- [Tâche 1]:
Selon l'extrait du document, quelle somme le Kremlin a-t-il promis d'investir d'ici 2025 ?

- [Extrait du document]:

• • • •

Vladimir Poutine a clos jeudi le forum annuel de l’Arctique russe sur une remarque climatosceptique dans la lignée de son camarade Donald Trump. Le président russe a nié la responsabilité de l’homme dans le changement climatique, affirmant que le réchauffement mondial n’était pas provoqué par les émissions de gaz à effet de serre. « Le réchauffement a commencé dans les années 1930 », a doctement expliqué Poutine, lors d’un Forum sur l’Arctique à Arkhangelsk, dans le Grand nord russe. « A l’époque, il n’y avait pas encore de tels facteurs anthropologiques comme les émissions, mais le réchauffement avait déjà commencé », à cause, entre autres, « des cycles globaux sur Terre ».
Présenter une Russie accommodante
Hormis cette position controversée, Vladimir Poutine s’est employé à présenter une Russie accommodante envers ses voisins de l’Arctique. Le forum de deux jours auquel ont assisté les présidents de l’Islande et de la Finlande était intitulé « Arctique : Territoire de dialogue ». Lors de son allocution, le président russe a insisté sur la coopération internationale, y compris avec les États-Unis, et souligné l’importance de la stabilité régionale : « L’Arctique est une zone de dialogue et doit le rester. »
Les autorités russes voient le réchauffement climatique comme une aubaine pour le développement du Grand Nord. La fonte des glaces ouvre progressivement le « passage du nord-est », une route maritime reliant l’Europe et l’Asie à travers l’océan Arctique. Elle a l’avantage d’être beaucoup plus courte – et donc moins chère – que la route passant par le canal de Suez. Très intéressés, les Chinois ont envoyé au Forum arctique d’Arkhangelsk une grosse délégation menée par l’un de leurs vice-premiers ministres, Wang Yang.
Investissements considérables promis par le Kremlin
Les investissements promis par le Kremlin sont considérables : 210 milliards de roubles d’ici 2025 (4 milliards de francs), alors que le pays n’est pas en grande forme économique. Sur toute la côte russe de l’Océan Arctique, la construction de ports, de villes et de terminaux de fret s’intensifie. Neuf points d’ancrage ont été définis entre Mourmansk et Anadyr, dans la Tchoukotka. La région a été durement frappée par l’effondrement de l’Union soviétique, qui fut suivi d’un désinvestissement de Moscou et par l’exode d’une grande partie des habitants. La Russie conserve cependant encore la population la plus importante parmi les pays de la zone arctique : 2,3 millions sur un total de 4 millions.

• • • •

- [Extraits de données d'annotation de localisation]:
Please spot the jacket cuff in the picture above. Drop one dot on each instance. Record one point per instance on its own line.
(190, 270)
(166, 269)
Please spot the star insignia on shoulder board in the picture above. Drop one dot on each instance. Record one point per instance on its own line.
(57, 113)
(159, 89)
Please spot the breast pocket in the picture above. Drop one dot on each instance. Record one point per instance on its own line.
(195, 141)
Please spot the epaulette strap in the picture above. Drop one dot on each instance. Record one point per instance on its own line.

• • • •

- [Tâche 2]:
Disposez toutes les lignes des enregistrements ci-dessus en une liste numérotée, sans les lignes vides.

- [Réponse complète 1]:
210 milliards de roubles, soit 4 milliards de francs.

- [Réponse complète 2]:
1. Please spot the jacket cuff in the picture above. Drop one dot on each instance. Record one point per instance on its own line.
2. (190, 270)
3. (166, 269)
4. Please spot the star insignia on shoulder board in the picture above. Drop one dot on each instance. Record one point per instance on its own line.
5. (57, 113)
6. (159, 89)
7. Please spot the breast pocket in the picture above. Drop one dot on each instance. Record one point per instance on its own line.
8. (195, 141)
9. Please spot the epaulette strap in the picture above. Drop one dot on each instance. Record one point per instance on its own line.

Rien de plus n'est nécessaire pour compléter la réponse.